-- THE REQUEST --
In the data below, count how many lines contain the string "roof", matching case exactly, and give only that number.

## Begin RECORDS FOR THIS TASK

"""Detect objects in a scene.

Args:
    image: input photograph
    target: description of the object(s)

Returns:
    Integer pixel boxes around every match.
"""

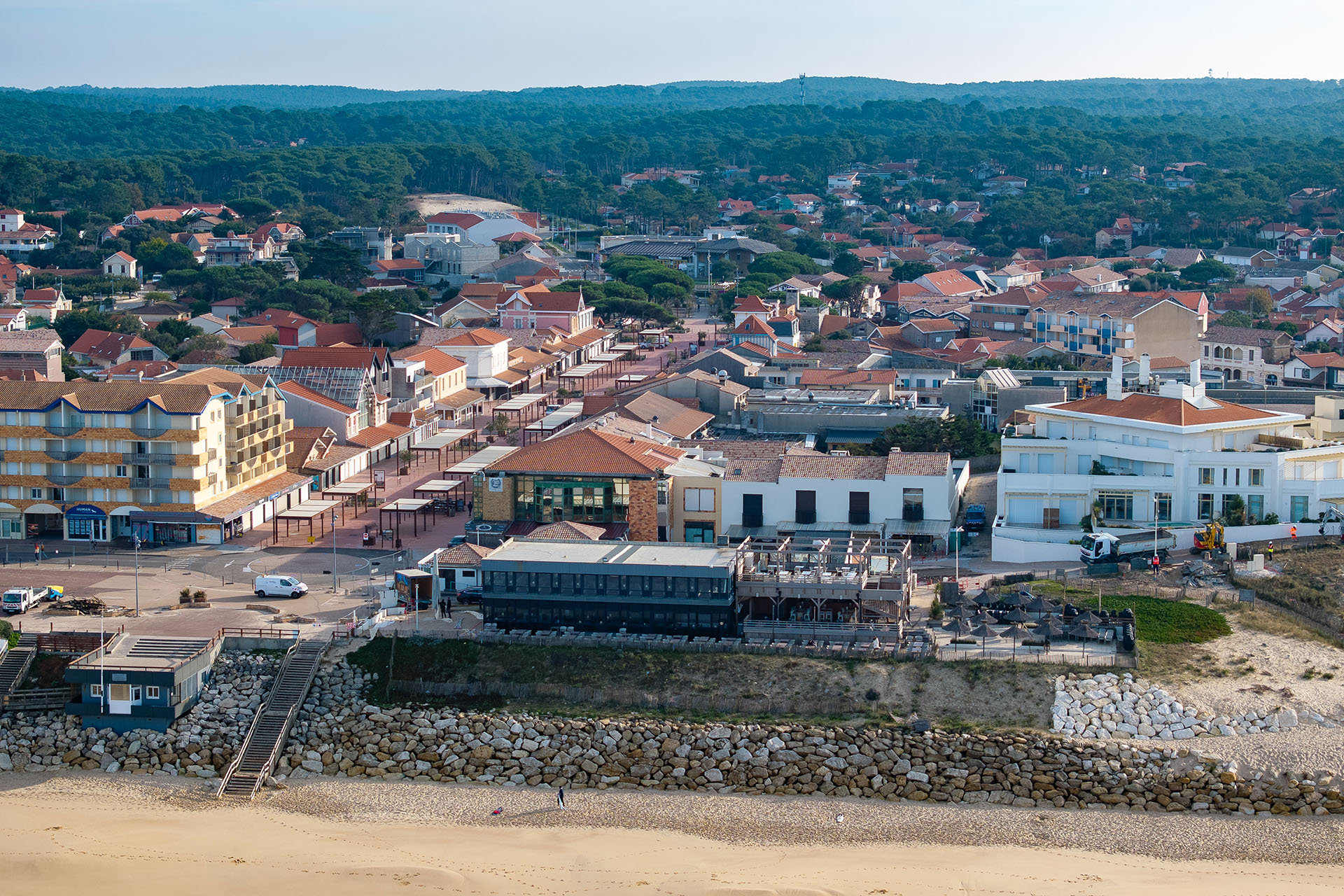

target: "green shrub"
[1102,595,1233,643]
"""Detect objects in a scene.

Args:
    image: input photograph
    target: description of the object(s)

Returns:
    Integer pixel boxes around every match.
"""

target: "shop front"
[130,510,223,545]
[0,501,24,539]
[64,504,110,541]
[23,504,66,539]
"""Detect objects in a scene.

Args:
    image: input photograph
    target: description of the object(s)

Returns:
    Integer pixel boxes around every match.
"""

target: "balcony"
[130,475,169,489]
[121,451,177,466]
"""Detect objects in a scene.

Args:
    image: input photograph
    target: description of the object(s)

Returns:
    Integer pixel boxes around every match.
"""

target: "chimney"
[1106,355,1125,402]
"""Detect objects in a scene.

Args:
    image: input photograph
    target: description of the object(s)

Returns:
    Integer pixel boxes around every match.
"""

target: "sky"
[10,0,1344,90]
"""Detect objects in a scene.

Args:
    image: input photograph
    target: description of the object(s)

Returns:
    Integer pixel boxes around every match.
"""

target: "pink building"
[498,286,593,335]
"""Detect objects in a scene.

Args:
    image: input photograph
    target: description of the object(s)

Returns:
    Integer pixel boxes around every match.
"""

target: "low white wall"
[989,525,1084,563]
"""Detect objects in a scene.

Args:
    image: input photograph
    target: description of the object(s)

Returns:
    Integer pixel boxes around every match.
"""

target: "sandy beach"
[0,774,1344,896]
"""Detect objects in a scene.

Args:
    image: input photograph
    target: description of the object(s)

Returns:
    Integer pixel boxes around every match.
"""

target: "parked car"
[253,575,308,598]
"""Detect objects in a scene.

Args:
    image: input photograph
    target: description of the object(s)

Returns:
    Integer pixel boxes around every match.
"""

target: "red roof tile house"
[914,270,985,297]
[70,329,168,370]
[239,307,317,348]
[498,286,593,333]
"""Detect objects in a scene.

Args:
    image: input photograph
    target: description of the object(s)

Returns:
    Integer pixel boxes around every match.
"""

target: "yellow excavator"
[1189,522,1227,554]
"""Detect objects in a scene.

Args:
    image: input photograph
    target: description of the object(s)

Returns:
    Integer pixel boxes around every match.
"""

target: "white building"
[722,449,966,540]
[0,208,57,255]
[434,328,511,393]
[993,356,1344,561]
[425,211,536,246]
[403,231,500,285]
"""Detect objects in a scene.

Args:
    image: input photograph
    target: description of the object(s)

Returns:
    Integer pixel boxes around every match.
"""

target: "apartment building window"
[900,489,923,522]
[685,523,714,544]
[742,494,764,529]
[681,489,714,513]
[1289,494,1309,523]
[1097,491,1134,520]
[793,489,817,524]
[849,491,868,525]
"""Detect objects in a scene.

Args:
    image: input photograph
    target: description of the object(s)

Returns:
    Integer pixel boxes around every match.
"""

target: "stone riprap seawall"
[0,654,1344,816]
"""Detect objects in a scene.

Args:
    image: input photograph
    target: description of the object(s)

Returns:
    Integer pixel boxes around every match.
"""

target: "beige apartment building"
[1023,293,1203,363]
[0,370,309,544]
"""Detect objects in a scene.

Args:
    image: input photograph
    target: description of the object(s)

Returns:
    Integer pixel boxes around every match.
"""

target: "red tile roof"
[491,430,685,475]
[279,345,387,370]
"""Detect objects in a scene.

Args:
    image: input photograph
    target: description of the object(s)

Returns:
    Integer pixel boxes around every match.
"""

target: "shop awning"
[127,510,223,525]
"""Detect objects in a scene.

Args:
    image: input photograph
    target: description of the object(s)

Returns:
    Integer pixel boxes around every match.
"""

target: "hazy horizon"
[10,0,1344,91]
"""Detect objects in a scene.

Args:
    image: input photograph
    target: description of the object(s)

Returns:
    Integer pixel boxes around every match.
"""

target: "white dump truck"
[1079,529,1176,563]
[0,589,47,612]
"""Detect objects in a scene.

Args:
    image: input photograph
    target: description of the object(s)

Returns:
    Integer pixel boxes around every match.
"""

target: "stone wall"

## End RECORDS FOR THIS TASK

-- TASK SOLUTION --
2